### Request
Could you write out all the material below again, swapping each "ceramic mixing bowl" for "ceramic serving bowl" and leaving everything else as it is?

+++++

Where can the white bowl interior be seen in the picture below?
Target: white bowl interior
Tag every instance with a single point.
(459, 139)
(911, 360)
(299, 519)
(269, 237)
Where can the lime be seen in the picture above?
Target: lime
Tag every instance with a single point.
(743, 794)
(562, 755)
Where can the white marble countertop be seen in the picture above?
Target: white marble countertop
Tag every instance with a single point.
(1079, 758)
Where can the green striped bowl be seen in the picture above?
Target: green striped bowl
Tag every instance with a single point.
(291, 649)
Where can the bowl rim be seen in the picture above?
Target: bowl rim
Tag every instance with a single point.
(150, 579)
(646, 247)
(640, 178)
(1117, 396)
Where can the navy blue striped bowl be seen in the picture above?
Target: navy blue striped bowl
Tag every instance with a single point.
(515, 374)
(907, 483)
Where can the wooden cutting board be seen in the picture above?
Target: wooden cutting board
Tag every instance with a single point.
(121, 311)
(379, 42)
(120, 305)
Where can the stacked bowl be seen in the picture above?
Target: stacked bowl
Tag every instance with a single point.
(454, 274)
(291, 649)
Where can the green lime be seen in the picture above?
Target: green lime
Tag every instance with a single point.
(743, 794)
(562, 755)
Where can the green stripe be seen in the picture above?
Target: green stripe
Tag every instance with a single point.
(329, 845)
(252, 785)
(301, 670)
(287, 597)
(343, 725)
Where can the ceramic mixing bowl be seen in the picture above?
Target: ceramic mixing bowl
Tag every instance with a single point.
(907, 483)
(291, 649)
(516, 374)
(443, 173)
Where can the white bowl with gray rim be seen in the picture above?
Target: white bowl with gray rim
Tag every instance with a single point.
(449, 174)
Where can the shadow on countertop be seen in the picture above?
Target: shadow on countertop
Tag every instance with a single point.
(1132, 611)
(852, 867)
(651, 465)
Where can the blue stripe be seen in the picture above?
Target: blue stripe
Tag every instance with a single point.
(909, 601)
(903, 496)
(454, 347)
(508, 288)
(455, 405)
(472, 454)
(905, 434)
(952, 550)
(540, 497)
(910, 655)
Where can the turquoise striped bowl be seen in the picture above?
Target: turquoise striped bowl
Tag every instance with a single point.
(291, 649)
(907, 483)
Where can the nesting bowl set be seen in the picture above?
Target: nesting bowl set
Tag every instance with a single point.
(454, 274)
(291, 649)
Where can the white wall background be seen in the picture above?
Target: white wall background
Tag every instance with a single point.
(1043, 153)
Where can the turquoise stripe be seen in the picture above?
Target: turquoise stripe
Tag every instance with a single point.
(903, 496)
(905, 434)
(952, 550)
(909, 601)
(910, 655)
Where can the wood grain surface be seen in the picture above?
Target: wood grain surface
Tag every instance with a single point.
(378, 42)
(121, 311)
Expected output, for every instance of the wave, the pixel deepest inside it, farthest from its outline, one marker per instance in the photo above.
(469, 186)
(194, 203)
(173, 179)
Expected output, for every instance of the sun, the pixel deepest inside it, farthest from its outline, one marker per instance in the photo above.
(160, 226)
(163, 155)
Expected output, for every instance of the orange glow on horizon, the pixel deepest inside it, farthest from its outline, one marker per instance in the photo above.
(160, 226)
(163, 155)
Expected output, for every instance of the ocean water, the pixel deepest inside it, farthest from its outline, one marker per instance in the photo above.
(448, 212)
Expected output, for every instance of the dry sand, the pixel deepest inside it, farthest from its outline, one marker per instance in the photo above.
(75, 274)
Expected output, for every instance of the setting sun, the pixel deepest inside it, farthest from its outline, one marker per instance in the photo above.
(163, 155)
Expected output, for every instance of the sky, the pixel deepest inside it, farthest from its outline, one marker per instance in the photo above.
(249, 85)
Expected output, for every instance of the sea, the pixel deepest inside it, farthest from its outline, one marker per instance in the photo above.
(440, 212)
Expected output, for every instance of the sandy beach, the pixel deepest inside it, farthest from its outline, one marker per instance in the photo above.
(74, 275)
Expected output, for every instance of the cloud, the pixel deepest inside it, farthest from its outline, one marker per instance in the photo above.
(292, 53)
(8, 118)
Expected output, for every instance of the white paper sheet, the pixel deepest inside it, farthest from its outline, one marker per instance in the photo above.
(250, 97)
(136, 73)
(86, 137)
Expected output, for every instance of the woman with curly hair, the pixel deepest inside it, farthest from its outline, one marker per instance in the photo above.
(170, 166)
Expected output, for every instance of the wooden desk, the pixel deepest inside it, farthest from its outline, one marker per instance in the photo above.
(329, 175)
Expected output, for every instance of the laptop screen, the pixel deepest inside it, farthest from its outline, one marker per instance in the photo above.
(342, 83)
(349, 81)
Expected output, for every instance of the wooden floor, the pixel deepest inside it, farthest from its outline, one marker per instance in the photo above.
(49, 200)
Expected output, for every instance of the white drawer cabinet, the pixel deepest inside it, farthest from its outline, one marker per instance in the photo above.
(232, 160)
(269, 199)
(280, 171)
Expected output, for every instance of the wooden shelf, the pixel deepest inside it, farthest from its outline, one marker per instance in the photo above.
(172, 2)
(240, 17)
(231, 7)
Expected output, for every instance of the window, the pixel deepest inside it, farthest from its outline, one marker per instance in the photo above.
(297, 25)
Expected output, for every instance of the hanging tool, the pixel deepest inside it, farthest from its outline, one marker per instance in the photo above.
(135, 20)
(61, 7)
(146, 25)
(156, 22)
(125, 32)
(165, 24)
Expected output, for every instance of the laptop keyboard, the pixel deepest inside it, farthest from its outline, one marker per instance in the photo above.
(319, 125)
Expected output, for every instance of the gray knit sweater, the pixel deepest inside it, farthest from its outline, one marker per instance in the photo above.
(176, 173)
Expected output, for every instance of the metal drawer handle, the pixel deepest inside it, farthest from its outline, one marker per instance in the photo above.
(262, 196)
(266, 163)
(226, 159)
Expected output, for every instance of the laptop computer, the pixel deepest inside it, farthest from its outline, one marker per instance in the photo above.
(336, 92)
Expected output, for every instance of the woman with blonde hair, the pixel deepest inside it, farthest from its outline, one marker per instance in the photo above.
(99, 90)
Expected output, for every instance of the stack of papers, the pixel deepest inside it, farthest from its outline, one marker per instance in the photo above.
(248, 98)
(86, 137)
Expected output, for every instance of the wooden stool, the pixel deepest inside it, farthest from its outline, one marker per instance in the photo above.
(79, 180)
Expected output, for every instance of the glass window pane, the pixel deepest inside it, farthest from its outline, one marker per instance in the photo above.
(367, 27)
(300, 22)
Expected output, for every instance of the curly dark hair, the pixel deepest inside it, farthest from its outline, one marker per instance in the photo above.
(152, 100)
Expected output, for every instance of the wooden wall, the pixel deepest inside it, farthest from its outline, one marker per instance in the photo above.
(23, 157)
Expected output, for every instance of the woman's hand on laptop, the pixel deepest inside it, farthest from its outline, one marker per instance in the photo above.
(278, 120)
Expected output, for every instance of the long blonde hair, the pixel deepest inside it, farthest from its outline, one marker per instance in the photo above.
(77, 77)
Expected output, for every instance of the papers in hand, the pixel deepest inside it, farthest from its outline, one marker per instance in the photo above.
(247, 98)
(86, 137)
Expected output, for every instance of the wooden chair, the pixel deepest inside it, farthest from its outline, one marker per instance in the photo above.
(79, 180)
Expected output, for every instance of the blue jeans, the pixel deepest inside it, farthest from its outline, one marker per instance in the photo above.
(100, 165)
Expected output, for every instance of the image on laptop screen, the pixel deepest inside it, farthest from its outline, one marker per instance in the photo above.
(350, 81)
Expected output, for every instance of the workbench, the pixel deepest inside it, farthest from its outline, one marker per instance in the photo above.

+++++

### The answer
Where can the white bowl interior be seen in the picture below?
Target: white bowl interior
Tag every instance with a single point.
(459, 139)
(911, 360)
(299, 519)
(269, 237)
Where can the lime be seen in the picture above?
Target: lime
Tag every instance with a single point.
(743, 794)
(562, 755)
Where can the white marble countertop be seen in the picture above?
Target: white marble countertop
Tag every instance with a single point.
(1079, 758)
Where can the green striped bowl be seen in the picture above?
Target: green striped bowl
Tag every instance with a single point.
(291, 649)
Where can the bowl rim be seen in the picture above?
Target: bowl rim
Tag every instance with a single point.
(150, 579)
(646, 247)
(640, 178)
(1117, 396)
Where can the navy blue striped bowl be seen in the picture above?
Target: navy blue striped bowl
Tag every instance with a single point.
(515, 374)
(907, 483)
Where can the wooden cutting board be seen in the picture above?
Target: wooden cutting board
Tag every instance with a single point.
(121, 311)
(379, 42)
(120, 305)
Where can the stacked bowl be seen in the picture above?
Target: stacked bowl
Tag every instance with a single point.
(454, 274)
(291, 649)
Where can the green lime be seen in the picture above?
Target: green lime
Tag every instance with a single point.
(743, 794)
(562, 755)
Where can the green stripe be seen in the picture above?
Target: green stripe
Tag every instance with a single point.
(329, 845)
(252, 785)
(301, 670)
(287, 597)
(343, 725)
Where can the ceramic serving bowl be seen in the picture above?
Target: ceramic serving bowl
Tag every instance with a single point.
(907, 483)
(291, 649)
(516, 374)
(443, 173)
Where can the white bowl with gray rim be seen in the picture above?
Target: white bowl with gray rim
Tag every instance with a single point.
(449, 174)
Where can the shadow on countertop be seen in the picture above?
Target: shadow on countertop
Tag every instance with a single point.
(1132, 611)
(852, 867)
(651, 465)
Where can the blue stripe be seen in the picture above?
Target: blue stripe
Tag every instance with a single point.
(909, 601)
(903, 496)
(454, 347)
(508, 288)
(455, 405)
(472, 454)
(905, 434)
(952, 550)
(540, 497)
(910, 655)
Where can the turquoise striped bowl be seen in the picture above?
Target: turquoise striped bowl
Tag every instance with a single point.
(291, 649)
(907, 483)
Where can the nesting bowl set be seen in the picture above?
Target: nesting bowl set
Tag every instance with a single point.
(454, 274)
(291, 649)
Where can the white wall background be seen in the picture above?
Target: white wall background
Tag every instance with a single point.
(1043, 153)
Where can the turquoise stripe be seen in the picture above?
Target: turquoise stripe
Tag every instance with a single point.
(903, 496)
(905, 434)
(952, 550)
(909, 601)
(910, 655)
Where can the wood grain surface be seen in the picture above?
Target: wood grain surface
Tag every instance with a single point.
(378, 42)
(121, 311)
Expected output, for every instance of the wave, the pixel deepest inside it, farthest from its outline, one marker per instance in the photo above.
(469, 186)
(194, 203)
(173, 179)
Expected output, for every instance of the sun, the pixel deepest inside it, farthest from its outline, one marker per instance in the photo above.
(160, 226)
(163, 155)
Expected output, for every instance of the orange glow on horizon, the pixel deepest inside it, farthest from its outline, one marker per instance in the photo above.
(160, 226)
(163, 155)
Expected output, for every instance of the ocean water, the pixel deepest inside it, farthest from its outline, one marker per instance in the photo above.
(448, 212)
Expected output, for every instance of the dry sand, the pixel deepest inside it, farthest from its outline, one marker per instance in the photo above.
(75, 274)
Expected output, for every instance of the setting sun, the pixel deepest inside it, farthest from its outline, one marker per instance in the photo above.
(163, 155)
Expected output, for every instance of the sky, the pixel deepest inside it, farthest from its outline, one marker per instance in the photo above.
(249, 85)
Expected output, for every instance of the sea, the pixel deepest inside it, farthest from its outline, one marker per instance in the photo above.
(440, 212)
Expected output, for every instance of the sandy beach, the pixel deepest inside it, farthest from its outline, one marker per instance in the photo above.
(74, 275)
Expected output, for every instance of the cloud, the pixel deepest inside it, farthest from its outline, one marker per instance in the photo above.
(292, 53)
(8, 118)
Expected output, for every instance of the white paper sheet, the pixel deepest inside it, farthest from its outline, one marker per instance in the photo above.
(250, 97)
(136, 73)
(86, 137)
Expected output, for every instance of the woman with curly hair, the pixel deepest inside it, farthest from its outline, one marker per instance in the photo above.
(170, 166)
Expected output, for every instance of the wooden desk, the pixel deepest inside it, farthest from its outline, one marker per instance in the photo above.
(329, 175)
Expected output, for every instance of the laptop screen, the pixel deepest inside it, farthest from its outline, one marker per instance in the photo above.
(342, 83)
(349, 81)
Expected output, for every instance of the wooden floor, the pixel deepest inside it, farthest from its outline, one marker per instance in the photo above.
(49, 200)
Expected output, for every instance of the white drawer cabinet, the pixel deepest inside it, farthest from its outline, one marker per instance in the photo above.
(232, 160)
(269, 199)
(280, 171)
Expected output, for every instance of the wooden shelf, the pixel deepest inside it, farthest from its outline, one marker per instance in the photo above.
(172, 2)
(240, 17)
(231, 7)
Expected output, for every instance of the window, the pixel deepest inside it, farthest from its outline, one marker per instance in the photo above.
(297, 25)
Expected output, for every instance of the hanging tool, the pixel deepest inside it, farthest from its outline, one marker per instance in the photo above.
(135, 20)
(61, 7)
(146, 25)
(156, 22)
(125, 32)
(165, 24)
Expected output, for every instance of the laptop keyboard, the pixel deepest inside it, farthest from its outline, one marker per instance in the photo above.
(319, 125)
Expected output, for every instance of the gray knit sweater, the pixel deepest inside it, farthest from its outline, one marker per instance in the photo above.
(176, 173)
Expected output, for every instance of the metal drawer handle, the pixel deepest inside it, farthest from its outline, one marker per instance in the photo above.
(262, 196)
(266, 163)
(226, 159)
Expected output, for every instance of the laptop computer, the pixel deepest inside it, farthest from its outline, one marker per instance in the photo above.
(336, 92)
Expected output, for every instance of the woman with blonde hair, the pixel deepest inside it, farthest from its outline, one marker per instance in the photo above.
(99, 90)
Expected output, for every instance of the stack of papers, the pixel deepest inside it, farthest from its outline, one marker per instance in the photo above.
(248, 98)
(86, 137)
Expected output, for every instance of the wooden stool, the pixel deepest inside it, farthest from its outline, one marker per instance in the photo above.
(79, 180)
Expected output, for every instance of the glass window pane, the pixel deepest inside it, farthest from its outline, one marker per instance in the photo above.
(367, 27)
(300, 22)
Expected output, for every instance of the curly dark hair, the pixel deepest inside it, farthest from its outline, one marker per instance in the photo above.
(152, 100)
Expected output, for every instance of the wooden wall, the pixel deepest inside it, farthest from its outline, one marker per instance in the photo above.
(23, 157)
Expected output, for every instance of the woman's hand on laptop, the pixel deepest inside it, farthest from its outline, one marker per instance in the photo above.
(278, 120)
Expected output, for every instance of the long blonde hair, the pixel deepest inside it, farthest from its outline, one marker per instance in the photo above.
(77, 77)
Expected output, for every instance of the papers in hand, the pixel deepest inside it, farthest from its outline, one marker per instance in the photo above.
(247, 98)
(86, 137)
Expected output, for every instance of the wooden chair, the pixel deepest inside it, farthest from its outline, one marker per instance in the photo above.
(79, 180)
Expected output, for every instance of the blue jeans, the pixel deepest inside it, farthest from its outline, one marker per instance in the photo above.
(100, 165)
Expected output, for every instance of the image on laptop screen, the pixel deepest inside it, farthest from its outline, one marker per instance in the photo above.
(350, 81)
Expected output, for every instance of the workbench, the pixel deepest inside it, farthest from its outline, one marker per instance in the photo above.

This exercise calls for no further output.